Each of these events manifests the powerful human need to understand life. Each shows how, under the right circumstances, that need can lead people to cross boundaries and work together. Each shows how a great university like Cornell can be the catalyst for that kind of collective effort.

Great universities are special institutions in our world. They provide environments that are uniquely able to sustain a set of transcendent values, values that speak to our noblest aspirations as human beings. And, by immersing students in those unique environments for four or five or more years, they are able to offer our future leaders the kind of preparation that permits us to sustain hope for human progress.

I believe that to understand affirmative action in higher education, it is essential to appreciate this unique role of great universities. And I believe that to understand affirmative action in higher education, it is essential to appreciate the chemistry of a campus that allows that unique role to be performed.

In the first half of my talk this afternoon I will discuss the legal and historical context in which the cases of Grutter and Gratz reached the Supreme Court last year, and I will discuss the legal holdings of those cases. In the second half of my talk this afternoon, I will discuss some of the broader implications of those cases for Cornell. And then we’ll have some time left for questions and answers.

* * *

I would like to begin my discussion of Grutter and Gratz back in the year 1865. That is when Cornell University was founded. That is also when the United State Constitution was amended for the thirteenth time. The Thirteenth Amendment outlawed involuntary servitude throughout the United States. That amendment, adopted 139 years ago, brought to a close the 246-year-long period during which chattel slavery was a lawful element of American life.

Three years later, in 1868, Cornell University began to teach students. And in that year the United States Constitution was amended for the fourteenth time. The Fourteenth Amendment required all states and state institutions to guarantee all persons within their jurisdiction “the equal protection of the laws.”

Ever since 1868, scholars have debated what the Equal Protection clause is all about when it comes to matters of race.

But until there was affirmative action, this often felt like a somewhat academic debate. For courts were never really required to choose among those three possibilities. By and large the Equal Protection cases that reached the courts were brought by members of minority races, challenging race-conscious policies that separated them out and subordinated them to the majority race. That was the model of modern civil rights litigation pioneered by the NAACP Legal Defense and Educational Fund, the litigation that culminated in Brown v. Board of Education.

Written task 1 -
Rewrite the entries below, starting with the line that contains "the woman's hair" and going on through the last line of the entries, both ends included, and copy each request line unchanged. In every answer line, scale each coordinate by 0.5 and round it to a whole number, with halves rounded up.

Rows from a dataset
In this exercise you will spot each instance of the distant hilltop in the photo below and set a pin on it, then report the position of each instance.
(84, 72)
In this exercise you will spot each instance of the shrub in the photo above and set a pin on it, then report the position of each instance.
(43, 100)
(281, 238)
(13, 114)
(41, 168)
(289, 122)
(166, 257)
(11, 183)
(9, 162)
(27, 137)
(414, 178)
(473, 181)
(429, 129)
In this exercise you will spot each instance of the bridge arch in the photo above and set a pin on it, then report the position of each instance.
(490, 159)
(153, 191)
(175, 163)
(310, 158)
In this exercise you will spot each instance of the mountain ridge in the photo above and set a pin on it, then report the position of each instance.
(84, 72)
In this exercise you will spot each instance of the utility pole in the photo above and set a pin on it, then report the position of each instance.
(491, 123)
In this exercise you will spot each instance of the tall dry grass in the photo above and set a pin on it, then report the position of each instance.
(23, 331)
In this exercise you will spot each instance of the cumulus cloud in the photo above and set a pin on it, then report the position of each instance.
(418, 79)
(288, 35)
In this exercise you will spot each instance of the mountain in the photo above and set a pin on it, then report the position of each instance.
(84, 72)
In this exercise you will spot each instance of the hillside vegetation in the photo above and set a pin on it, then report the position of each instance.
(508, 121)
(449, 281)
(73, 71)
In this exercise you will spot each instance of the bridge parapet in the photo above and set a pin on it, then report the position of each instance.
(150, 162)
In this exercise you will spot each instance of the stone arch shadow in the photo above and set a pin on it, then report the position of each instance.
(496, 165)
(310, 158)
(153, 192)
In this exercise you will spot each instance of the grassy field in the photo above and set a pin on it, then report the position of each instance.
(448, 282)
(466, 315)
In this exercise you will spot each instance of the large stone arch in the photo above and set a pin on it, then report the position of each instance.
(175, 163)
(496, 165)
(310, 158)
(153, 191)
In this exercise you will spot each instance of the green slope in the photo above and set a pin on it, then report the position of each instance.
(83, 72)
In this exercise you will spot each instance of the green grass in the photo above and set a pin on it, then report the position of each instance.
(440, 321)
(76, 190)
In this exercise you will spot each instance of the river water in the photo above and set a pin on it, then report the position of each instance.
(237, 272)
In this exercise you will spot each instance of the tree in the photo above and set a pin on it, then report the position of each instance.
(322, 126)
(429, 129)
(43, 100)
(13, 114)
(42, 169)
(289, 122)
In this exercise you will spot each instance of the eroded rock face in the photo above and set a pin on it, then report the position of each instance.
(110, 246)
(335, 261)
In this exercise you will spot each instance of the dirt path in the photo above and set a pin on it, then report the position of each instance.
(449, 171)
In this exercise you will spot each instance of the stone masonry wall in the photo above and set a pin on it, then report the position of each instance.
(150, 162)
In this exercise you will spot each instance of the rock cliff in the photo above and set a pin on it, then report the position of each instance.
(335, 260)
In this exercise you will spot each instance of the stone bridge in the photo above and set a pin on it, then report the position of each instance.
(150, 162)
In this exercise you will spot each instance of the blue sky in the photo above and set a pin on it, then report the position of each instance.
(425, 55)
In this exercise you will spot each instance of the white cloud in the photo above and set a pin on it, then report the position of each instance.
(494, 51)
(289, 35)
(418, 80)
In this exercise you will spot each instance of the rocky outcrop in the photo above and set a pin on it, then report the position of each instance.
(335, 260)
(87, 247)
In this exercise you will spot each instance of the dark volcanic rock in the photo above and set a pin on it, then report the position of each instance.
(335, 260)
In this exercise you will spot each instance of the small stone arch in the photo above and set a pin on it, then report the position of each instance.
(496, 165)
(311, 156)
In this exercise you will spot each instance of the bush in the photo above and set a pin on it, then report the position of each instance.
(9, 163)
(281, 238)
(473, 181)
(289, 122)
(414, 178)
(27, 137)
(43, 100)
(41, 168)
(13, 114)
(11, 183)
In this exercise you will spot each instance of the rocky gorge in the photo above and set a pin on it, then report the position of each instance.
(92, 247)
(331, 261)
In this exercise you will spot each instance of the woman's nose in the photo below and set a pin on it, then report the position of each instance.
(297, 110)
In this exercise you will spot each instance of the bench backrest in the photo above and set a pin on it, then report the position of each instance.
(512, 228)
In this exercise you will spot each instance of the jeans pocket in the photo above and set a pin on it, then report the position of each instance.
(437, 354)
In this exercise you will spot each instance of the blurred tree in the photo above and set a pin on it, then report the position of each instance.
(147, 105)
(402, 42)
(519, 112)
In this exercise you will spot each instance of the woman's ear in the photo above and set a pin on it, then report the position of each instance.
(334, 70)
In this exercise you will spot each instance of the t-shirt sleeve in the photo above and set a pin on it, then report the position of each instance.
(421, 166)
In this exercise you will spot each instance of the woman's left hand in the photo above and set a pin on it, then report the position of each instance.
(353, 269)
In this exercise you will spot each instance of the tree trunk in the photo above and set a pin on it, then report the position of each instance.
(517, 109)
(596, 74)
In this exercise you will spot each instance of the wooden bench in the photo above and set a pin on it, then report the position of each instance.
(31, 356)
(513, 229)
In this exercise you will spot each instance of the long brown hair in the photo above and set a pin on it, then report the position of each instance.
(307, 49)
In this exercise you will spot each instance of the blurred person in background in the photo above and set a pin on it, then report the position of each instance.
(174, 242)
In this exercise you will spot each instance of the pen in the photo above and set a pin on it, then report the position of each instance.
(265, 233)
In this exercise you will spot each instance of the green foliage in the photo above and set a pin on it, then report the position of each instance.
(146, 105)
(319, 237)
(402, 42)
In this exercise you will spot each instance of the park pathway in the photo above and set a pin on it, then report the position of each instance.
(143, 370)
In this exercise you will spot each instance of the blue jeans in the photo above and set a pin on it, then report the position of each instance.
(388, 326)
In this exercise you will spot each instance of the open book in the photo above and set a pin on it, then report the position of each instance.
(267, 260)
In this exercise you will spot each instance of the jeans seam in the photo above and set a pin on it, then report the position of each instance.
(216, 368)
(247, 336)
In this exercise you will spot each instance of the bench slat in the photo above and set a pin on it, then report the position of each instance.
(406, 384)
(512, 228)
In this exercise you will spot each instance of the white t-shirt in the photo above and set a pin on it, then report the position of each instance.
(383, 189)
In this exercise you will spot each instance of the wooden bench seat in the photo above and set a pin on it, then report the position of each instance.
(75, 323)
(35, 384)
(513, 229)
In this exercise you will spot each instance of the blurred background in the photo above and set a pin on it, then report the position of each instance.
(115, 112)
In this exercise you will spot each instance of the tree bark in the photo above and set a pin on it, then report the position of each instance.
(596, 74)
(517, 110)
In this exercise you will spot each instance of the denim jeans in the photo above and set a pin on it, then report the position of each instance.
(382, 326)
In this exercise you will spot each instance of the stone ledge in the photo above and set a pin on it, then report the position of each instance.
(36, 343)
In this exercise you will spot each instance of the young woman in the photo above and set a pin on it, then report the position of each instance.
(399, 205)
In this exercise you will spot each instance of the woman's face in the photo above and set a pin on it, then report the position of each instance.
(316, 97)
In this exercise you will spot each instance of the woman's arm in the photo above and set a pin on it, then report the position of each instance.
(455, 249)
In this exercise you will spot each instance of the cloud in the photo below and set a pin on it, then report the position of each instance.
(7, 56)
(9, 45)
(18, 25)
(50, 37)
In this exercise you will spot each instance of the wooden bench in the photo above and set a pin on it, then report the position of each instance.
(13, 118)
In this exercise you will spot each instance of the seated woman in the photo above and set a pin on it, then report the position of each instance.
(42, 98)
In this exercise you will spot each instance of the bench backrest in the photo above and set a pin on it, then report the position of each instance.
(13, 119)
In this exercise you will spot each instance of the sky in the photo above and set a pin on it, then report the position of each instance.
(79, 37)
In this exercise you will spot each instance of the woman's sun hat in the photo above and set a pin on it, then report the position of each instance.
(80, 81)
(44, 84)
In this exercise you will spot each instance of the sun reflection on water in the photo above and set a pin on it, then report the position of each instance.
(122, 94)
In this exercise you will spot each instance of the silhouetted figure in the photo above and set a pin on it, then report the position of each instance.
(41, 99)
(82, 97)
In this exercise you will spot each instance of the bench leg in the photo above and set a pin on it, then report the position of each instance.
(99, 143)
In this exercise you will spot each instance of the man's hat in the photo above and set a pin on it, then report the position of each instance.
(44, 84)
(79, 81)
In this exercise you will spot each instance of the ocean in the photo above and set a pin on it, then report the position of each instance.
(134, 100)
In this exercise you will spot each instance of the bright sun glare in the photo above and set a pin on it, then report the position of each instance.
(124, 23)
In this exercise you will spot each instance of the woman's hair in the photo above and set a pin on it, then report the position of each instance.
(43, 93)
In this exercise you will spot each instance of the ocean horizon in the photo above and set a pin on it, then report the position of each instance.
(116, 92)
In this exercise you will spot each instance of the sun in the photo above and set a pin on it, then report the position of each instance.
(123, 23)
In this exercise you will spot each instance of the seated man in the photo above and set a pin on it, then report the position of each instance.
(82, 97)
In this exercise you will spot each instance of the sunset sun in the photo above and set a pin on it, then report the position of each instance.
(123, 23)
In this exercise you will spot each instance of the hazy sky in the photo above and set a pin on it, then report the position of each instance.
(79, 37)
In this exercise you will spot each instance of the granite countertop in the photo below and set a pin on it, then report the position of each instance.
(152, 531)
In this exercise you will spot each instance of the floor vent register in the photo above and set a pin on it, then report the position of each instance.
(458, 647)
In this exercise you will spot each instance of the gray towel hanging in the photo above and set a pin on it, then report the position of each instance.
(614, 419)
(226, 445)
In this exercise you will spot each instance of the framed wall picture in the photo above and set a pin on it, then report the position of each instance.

Written task 2 -
Continue the talk on affirmative action from its last sentence.

Answer 1 -
In this exercise you will spot each instance of the woman's hair in the photo above and set a pin on it, then report the position of each instance.
(22, 47)
In this exercise you will spot each instance of the ocean horizon in the photo above and set a pin on it, then report the position of each instance.
(58, 46)
In this exercise you will spot each instance of the sun in the photo above and set a pin on it, then report the position of each instance.
(62, 12)
In this exercise you will spot each instance of the seated man in the photo above and set a pin on it, then report the position of each instance.
(41, 49)
In this exercise you will spot each instance of the sunset sun in the photo above and set a pin on it, then report the position of each instance.
(62, 12)
In this exercise you will spot each instance of the hazy sky in the photo above and set a pin on it, then report the position of each instance.
(40, 19)
In this exercise you will spot each instance of the granite countertop in the photo below and set a pin on it, then report the position of each instance.
(76, 266)
In this exercise you will spot each instance of the floor vent register in the photo above and set a pin on it, then report the position of each instance.
(229, 324)
In this exercise you will spot each instance of the gray towel hanging in the photo above and set a pin on it, then report the position of each instance.
(307, 210)
(113, 223)
In this exercise you will spot each instance of the framed wall picture in the photo above and set a pin on it, then report the position of each instance.

Answer 2 -
But at least as far back as the DeFunis litigation in the 1960’s, we started to see white plaintiffs invoking the Equal Protection Clause to challenge actions by governments and universities that were race-conscious. And suddenly the Courts were forced to answer the question, what does the Equal Protection Clause say about a policy that isn’t colorblind, but that – instead of promoting segregation – promotes integration and that also – instead of benefiting the race that is on average materially better off in society – provides benefits to the races that are on average materially worse off in society?

In 1978, in the case of Alan Bakke v. University of California at Davis, the Court began to answer the question. Four Justices of the Court would have allowed the Davis program of affirmative action by strict numerical set-asides. Those four Justices argued that a university or governmental entity should be allowed to adopt race conscious programs “if the purpose of such programs is to remove the disparate racial impact its actions might otherwise have and if there is reason to believe that the disparate impact is itself the product of past discrimination, whether its own or that of society at large.”

But the position of those four Justices did not prevail. Five Justices held that it does not matter whether the purpose of a program is to respond to the effects of past discrimination. Five Justices said that any race conscious program must be evaluated under the legal standard known as strict scrutiny. Under that standard, race conscious programs are presumptively unconstitutional, no matter whether they are designed to benefit a majority race or a minority race. They may be sustained only if two hurdles are cleared.

First, it must be shown that the use of the classification promotes a compelling societal interest.

Second, it must be shown that race isn’t used more than necessary – the racial classification must be narrowly tailored to promote the compelling interest.

What counts as a compelling interest? The controlling opinion in the Bakkecase was written by Justice Powell. And Justice Powell wrote that a university’s interest in teaching as well as it possibly can could constitute such an interest. Universities are preparing their students to live in an integrated society, their interest in providing that preparation in the best way possible is compelling, the preparation for an integrated society will be best if the campus is integrated, and therefore universities have a compelling pedagogic interest in having a racially diverse student body.

Justice Powell went on to say that an admissions policy could be narrowly tailored to promote such a compelling pedagogic interest only if it did not rely on rigid quotas but instead considered race as one aspect of a candidate’s application file, to be balanced on a case-by-case basis along with other aspects of the file.

After Bakke, the University of Michigan adopted two different approaches to admissions. In the Law School, I was a member of a committee that drafted a policy that closely tracked Justice Powell’s opinion in Bakke. The Law School policy explained the pedagogic benefits of having students learn the law in an environment where there was a critical mass of students from minority groups – more than token representation, so that minority students would be seen as individuals with different perspectives, rather than as so-called spokespersons for their races. And it instructed the admissions office to consider that interest as a factor in admissions decisions, but to consider that interest on a case-by-case basis as part of the overall interest in having a classroom that reflects both individual excellence on the part of each student and group diversity along every dimension that might enhance the study of law. To be sure, the interest was limited – important though it might be, it could never be used to justify admitting a student who was not fully prepared to succeed in an exceptionally competitive law school environment and to be seen as a true peer of her or his fellow students in that environment.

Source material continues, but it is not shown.